To be done: Please output the following records line for line, with no changes.

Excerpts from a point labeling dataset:

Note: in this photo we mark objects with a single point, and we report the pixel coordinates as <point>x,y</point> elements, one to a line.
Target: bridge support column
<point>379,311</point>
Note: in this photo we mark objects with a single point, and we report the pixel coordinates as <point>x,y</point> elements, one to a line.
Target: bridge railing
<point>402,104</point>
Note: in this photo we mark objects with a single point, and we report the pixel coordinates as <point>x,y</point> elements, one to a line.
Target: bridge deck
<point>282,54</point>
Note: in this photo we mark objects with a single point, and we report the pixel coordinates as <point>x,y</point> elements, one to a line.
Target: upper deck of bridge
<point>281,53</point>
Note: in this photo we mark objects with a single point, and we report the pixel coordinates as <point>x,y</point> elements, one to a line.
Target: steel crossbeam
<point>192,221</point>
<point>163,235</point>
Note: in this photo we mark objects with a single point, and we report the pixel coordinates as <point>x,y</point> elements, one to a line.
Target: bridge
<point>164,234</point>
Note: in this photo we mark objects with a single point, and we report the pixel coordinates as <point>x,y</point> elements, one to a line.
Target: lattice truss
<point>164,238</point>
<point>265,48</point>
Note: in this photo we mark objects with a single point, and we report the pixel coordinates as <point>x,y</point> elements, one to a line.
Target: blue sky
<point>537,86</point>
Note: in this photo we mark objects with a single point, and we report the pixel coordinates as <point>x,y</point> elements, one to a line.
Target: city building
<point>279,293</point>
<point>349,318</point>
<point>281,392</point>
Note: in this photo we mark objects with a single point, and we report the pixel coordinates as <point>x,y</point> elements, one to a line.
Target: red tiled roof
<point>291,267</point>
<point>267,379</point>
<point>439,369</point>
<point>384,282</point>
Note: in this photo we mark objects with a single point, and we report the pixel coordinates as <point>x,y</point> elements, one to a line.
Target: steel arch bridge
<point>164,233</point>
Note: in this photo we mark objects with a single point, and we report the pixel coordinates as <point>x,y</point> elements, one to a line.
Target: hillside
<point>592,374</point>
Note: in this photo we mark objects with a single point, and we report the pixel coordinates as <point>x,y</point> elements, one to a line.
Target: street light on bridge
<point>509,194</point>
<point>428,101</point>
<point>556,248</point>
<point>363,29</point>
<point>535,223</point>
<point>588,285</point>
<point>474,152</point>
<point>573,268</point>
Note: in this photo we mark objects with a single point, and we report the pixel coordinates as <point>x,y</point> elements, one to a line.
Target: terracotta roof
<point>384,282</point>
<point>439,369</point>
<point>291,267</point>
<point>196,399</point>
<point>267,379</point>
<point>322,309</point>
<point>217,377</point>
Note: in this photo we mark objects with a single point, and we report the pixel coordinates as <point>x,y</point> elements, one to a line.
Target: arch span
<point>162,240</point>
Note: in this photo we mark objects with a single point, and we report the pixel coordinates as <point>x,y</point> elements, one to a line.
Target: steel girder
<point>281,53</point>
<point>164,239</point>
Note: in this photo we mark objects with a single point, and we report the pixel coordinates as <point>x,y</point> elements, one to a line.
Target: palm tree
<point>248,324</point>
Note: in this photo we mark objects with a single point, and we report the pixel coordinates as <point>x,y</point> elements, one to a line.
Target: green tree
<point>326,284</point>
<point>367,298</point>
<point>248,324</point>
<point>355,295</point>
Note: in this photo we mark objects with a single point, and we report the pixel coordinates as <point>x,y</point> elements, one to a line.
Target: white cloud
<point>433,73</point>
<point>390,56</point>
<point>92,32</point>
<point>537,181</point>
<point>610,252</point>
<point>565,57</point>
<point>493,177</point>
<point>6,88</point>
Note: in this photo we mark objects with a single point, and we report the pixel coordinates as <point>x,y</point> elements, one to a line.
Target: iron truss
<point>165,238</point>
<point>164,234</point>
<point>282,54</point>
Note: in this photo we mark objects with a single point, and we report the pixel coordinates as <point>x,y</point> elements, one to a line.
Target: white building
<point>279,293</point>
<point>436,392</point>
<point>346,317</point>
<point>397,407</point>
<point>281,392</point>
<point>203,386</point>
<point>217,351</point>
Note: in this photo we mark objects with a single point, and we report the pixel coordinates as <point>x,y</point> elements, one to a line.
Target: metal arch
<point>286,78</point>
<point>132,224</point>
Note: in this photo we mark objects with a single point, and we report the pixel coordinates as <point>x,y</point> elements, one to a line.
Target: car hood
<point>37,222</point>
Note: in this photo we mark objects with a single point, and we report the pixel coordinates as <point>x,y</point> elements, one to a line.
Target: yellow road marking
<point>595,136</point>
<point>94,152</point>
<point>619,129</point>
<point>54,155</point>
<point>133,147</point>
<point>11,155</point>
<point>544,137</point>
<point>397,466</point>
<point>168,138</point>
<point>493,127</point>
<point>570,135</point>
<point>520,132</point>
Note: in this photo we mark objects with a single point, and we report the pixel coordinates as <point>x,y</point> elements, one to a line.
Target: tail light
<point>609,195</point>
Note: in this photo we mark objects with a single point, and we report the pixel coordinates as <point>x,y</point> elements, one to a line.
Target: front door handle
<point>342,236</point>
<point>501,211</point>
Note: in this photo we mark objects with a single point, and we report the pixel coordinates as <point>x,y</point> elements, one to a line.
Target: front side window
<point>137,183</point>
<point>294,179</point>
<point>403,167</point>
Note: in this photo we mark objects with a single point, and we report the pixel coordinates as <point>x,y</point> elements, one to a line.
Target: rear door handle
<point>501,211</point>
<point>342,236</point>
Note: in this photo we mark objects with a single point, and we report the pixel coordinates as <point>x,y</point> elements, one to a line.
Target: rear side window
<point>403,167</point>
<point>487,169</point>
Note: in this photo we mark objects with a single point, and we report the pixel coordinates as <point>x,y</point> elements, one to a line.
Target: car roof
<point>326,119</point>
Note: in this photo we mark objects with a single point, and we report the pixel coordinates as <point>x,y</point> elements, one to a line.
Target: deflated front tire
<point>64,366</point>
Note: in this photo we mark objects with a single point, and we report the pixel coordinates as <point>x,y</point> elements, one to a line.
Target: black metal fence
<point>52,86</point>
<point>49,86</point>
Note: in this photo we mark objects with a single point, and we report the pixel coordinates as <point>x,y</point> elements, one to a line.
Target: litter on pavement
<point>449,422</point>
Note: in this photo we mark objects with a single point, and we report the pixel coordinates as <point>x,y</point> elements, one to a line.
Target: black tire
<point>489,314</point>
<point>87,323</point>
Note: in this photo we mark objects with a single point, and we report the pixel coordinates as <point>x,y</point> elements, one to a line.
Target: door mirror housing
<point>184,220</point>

Solution to this exercise:
Note: in this photo we mark objects with a single point, and we report the pixel coordinates as <point>x,y</point> elements, one to a line.
Target: bridge support column
<point>379,311</point>
Note: in this photo we mark objects with a single point, and we report the pixel coordinates as <point>x,y</point> elements, one to a line.
Target: bridge railing
<point>402,104</point>
Note: in this photo we mark objects with a single point, and we report the pixel coordinates as <point>x,y</point> elements, one to a line.
Target: bridge deck
<point>282,54</point>
Note: in this photo we mark objects with a single point, and we report the pixel coordinates as <point>x,y</point> elements, one to a line.
Target: upper deck of bridge
<point>281,53</point>
Note: in this photo we mark objects with a single point, and we report the pixel coordinates as <point>x,y</point> elements, one to a line.
Target: steel crossbeam
<point>192,221</point>
<point>163,235</point>
Note: in this photo we mark objects with a single point, and we report the pixel coordinates as <point>x,y</point> elements, one to a line.
Target: bridge
<point>164,234</point>
Note: in this photo we mark objects with a single point, and we report the pixel coordinates as <point>x,y</point> elements, one to a line.
Target: lattice truss
<point>164,238</point>
<point>265,48</point>
Note: in this photo we mark objects with a single point, and we report the pixel coordinates as <point>x,y</point> elements, one to a line.
Target: blue sky
<point>537,86</point>
Note: in this photo we mark objects with a single point, and we report the pixel coordinates as <point>x,y</point> elements, one to a line.
Target: city building
<point>279,293</point>
<point>349,318</point>
<point>281,392</point>
Note: in this photo we mark objects with a single point, and we report the pixel coordinates as <point>x,y</point> elements, one to a line.
Target: red tiled roof
<point>291,267</point>
<point>267,379</point>
<point>439,369</point>
<point>384,282</point>
Note: in this photo we mark objects with a single point, and we report the pixel coordinates as <point>x,y</point> elements, one to a line.
Target: steel arch bridge
<point>164,233</point>
Note: in this photo we mark objects with a single point, and we report the pixel coordinates as <point>x,y</point> elements, one to a line.
Target: hillside
<point>592,374</point>
Note: in this photo we mark objects with a single point, and we report the pixel coordinates as <point>x,y</point> elements, one to a line.
Target: street light on bridge
<point>509,194</point>
<point>428,101</point>
<point>556,248</point>
<point>363,29</point>
<point>535,223</point>
<point>588,285</point>
<point>474,152</point>
<point>573,268</point>
Note: in this photo we mark objects with a single point, and we report the pixel coordinates as <point>x,y</point> elements, one to a line.
Target: terracotta roof
<point>384,282</point>
<point>439,369</point>
<point>291,267</point>
<point>196,399</point>
<point>267,379</point>
<point>322,309</point>
<point>217,377</point>
Note: in this photo we mark objects with a single point, and we report the pixel coordinates as <point>x,y</point> elements, one to a line.
Target: arch span
<point>162,240</point>
Note: in this photo we mark objects with a single point, and we report the pixel coordinates as <point>x,y</point> elements, one to a line.
Target: steel girder
<point>281,53</point>
<point>164,239</point>
Note: in this photo we mark objects with a single point, and we report the pixel coordinates as <point>x,y</point> elements, one to a line.
Target: palm tree
<point>248,324</point>
Note: in this photo we mark objects with a single point, and we report the pixel coordinates as <point>x,y</point> elements, one to a line.
Target: green tree
<point>326,284</point>
<point>367,298</point>
<point>248,324</point>
<point>355,295</point>
Note: in this photo we mark objects with a single point, and we report the pixel coordinates as <point>x,y</point> elements, one to a line.
Target: white cloud
<point>433,73</point>
<point>390,56</point>
<point>92,32</point>
<point>537,181</point>
<point>610,252</point>
<point>565,57</point>
<point>493,177</point>
<point>6,88</point>
Note: in this photo we mark objects with a single point, and we report the pixel coordinates as <point>x,y</point> elements, one to a line.
Target: iron truss
<point>165,238</point>
<point>164,234</point>
<point>282,54</point>
Note: in this photo we mark objects with a single point, and we report the pixel coordinates as <point>x,y</point> elements, one to a line.
Target: white building
<point>279,293</point>
<point>436,392</point>
<point>346,317</point>
<point>397,407</point>
<point>281,392</point>
<point>203,386</point>
<point>217,351</point>
Note: in this photo we mark objects with a single point, and we report the pixel coordinates as <point>x,y</point> elements, one to a line.
Target: metal arch
<point>286,78</point>
<point>132,224</point>
Note: in this photo we mark objects with a single point, and we report the pixel coordinates as <point>x,y</point> elements, one to a line.
Target: car hood
<point>37,222</point>
Note: in this photo we mark objects with a single point, and we report the pixel coordinates as <point>x,y</point> elements, one to a line.
Target: yellow road marking
<point>595,136</point>
<point>94,152</point>
<point>619,129</point>
<point>54,155</point>
<point>133,147</point>
<point>11,155</point>
<point>544,137</point>
<point>397,466</point>
<point>168,138</point>
<point>493,127</point>
<point>570,135</point>
<point>520,132</point>
Note: in this photo we mark objects with a single point, and we report the pixel coordinates as <point>x,y</point> elements, one to a line.
Target: tail light
<point>609,195</point>
Note: in this photo we mark objects with a single point, and we report the pixel coordinates as <point>x,y</point> elements, one to a line.
Target: front door handle
<point>342,236</point>
<point>501,211</point>
Note: in this photo we mark objects with a single point, and we report the pixel coordinates as <point>x,y</point> elements, one to a line.
Target: front side window
<point>137,183</point>
<point>294,179</point>
<point>403,167</point>
Note: in this photo we mark objects with a single point, and we report the pixel coordinates as <point>x,y</point> elements, one to a line.
Target: rear door handle
<point>501,211</point>
<point>342,236</point>
Note: in this photo we mark objects with a single point, and we report the pixel coordinates as <point>x,y</point> elements, one to a line.
Target: rear side window
<point>403,167</point>
<point>487,169</point>
Note: in this photo we mark objects with a single point, and we report the pixel coordinates as <point>x,y</point> elements, one to a line.
Target: car roof
<point>326,119</point>
Note: in this photo we mark objects with a single point, and we report the pixel coordinates as <point>x,y</point> elements, one to a line.
Target: deflated front tire
<point>64,366</point>
Note: in this photo we mark objects with a single point, and we report the pixel coordinates as <point>x,y</point> elements, one to a line.
Target: black metal fence
<point>52,86</point>
<point>49,86</point>
Note: in this photo we mark objects with a single point, and we report the pixel coordinates as <point>x,y</point> elements, one to a line.
Target: litter on pavement
<point>449,422</point>
Note: in this photo we mark objects with a single point, and we report the pixel coordinates as <point>x,y</point> elements, one to a line.
Target: black tire
<point>489,314</point>
<point>87,323</point>
Note: in this photo we mark objects with a single point, and we report the pixel coordinates as <point>x,y</point> elements, one to a line.
Target: door mirror housing
<point>184,220</point>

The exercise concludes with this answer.